GIVEN TASK: Exactly reproduce the lines that follow.

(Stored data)
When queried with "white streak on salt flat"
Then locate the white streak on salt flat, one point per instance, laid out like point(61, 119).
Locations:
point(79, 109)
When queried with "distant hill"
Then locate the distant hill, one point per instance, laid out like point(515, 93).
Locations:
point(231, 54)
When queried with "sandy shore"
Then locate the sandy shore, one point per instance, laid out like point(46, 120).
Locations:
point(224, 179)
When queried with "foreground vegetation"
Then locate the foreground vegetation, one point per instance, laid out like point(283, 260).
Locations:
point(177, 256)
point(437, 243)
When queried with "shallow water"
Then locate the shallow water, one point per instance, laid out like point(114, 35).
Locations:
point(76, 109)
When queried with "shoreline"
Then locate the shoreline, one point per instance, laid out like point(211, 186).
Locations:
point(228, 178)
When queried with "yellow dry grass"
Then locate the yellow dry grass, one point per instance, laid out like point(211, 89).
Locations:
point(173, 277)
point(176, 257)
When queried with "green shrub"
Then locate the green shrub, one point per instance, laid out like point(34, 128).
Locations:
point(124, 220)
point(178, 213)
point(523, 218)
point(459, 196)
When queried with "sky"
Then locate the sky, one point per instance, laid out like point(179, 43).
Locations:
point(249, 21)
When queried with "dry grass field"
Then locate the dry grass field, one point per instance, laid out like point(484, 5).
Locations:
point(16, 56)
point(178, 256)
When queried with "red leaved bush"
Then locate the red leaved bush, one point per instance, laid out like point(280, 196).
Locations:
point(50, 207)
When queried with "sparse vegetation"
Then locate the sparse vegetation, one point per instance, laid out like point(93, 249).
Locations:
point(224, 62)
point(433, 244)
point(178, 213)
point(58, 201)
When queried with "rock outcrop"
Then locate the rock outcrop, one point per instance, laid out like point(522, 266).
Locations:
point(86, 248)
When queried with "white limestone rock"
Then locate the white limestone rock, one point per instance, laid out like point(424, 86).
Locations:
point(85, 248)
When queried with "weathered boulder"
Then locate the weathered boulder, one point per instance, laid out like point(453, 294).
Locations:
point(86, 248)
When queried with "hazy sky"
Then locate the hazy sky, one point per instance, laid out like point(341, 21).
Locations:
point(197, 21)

SOLUTION TO THIS TASK:
When queried with "white streak on salt flat"
Then locate the white streak on salt flat, one point per instance, laid out like point(61, 119).
Locations:
point(79, 109)
When queried with "distant hill"
Then locate the distant hill, one point per instance, laid out like point(515, 93).
Locations:
point(231, 54)
When queried with "sandy shore"
Then locate the sandy shore, one point per instance, laid out like point(46, 120).
Locations:
point(224, 179)
When queried with "foreground vegetation"
Then locate the foreground vegetation, one point per instance, laid out like point(283, 260).
Locations:
point(177, 256)
point(437, 243)
When queried with "shallow water"
Then locate the shallow water, one point per instance, laid out like point(114, 35).
Locations:
point(76, 109)
When queried with "shoreline"
Then locate the shoreline, one point per instance, laid out like point(211, 186).
Locations:
point(228, 178)
When queried with "yellow dry grass"
Then locate the yellow dry grass, one point per instance, laid out like point(211, 89).
Locations:
point(173, 277)
point(176, 257)
When queried with "green shrub"
Then locate the green shrub, one point per instance, laid out like point(34, 128).
Locations:
point(124, 220)
point(178, 213)
point(523, 218)
point(459, 196)
When queried with "sky"
Then locate the sky, one point per instance, laid out like point(179, 43).
Locations:
point(249, 21)
When queried with "dry grass field"
Then locate the dry grass field, one point per instance, laid out like point(484, 5).
Locations:
point(16, 56)
point(178, 256)
When queried with "red leaved bush"
Then locate the red leaved bush, one point per instance, laid out like point(280, 196).
Locations:
point(50, 207)
When queried with "sparse vegetation"
Then locate the sparse vegetation, one point per instance, laid out like point(93, 249).
Locations:
point(224, 62)
point(433, 244)
point(178, 213)
point(58, 201)
When queried with "rock outcrop"
Then locate the rock outcrop, one point per instance, laid out like point(522, 266).
Locations:
point(86, 248)
When queried with "white limestone rock"
Then locate the white limestone rock, one point per instance, laid out like point(424, 86).
Locations:
point(85, 248)
When queried with "weathered boulder"
Then locate the weathered boulder, one point per instance, laid out like point(453, 294).
Locations:
point(86, 248)
When queried with "hazy sky"
Then locate the hazy sky, one point per instance, laid out like point(341, 21).
Locations:
point(197, 21)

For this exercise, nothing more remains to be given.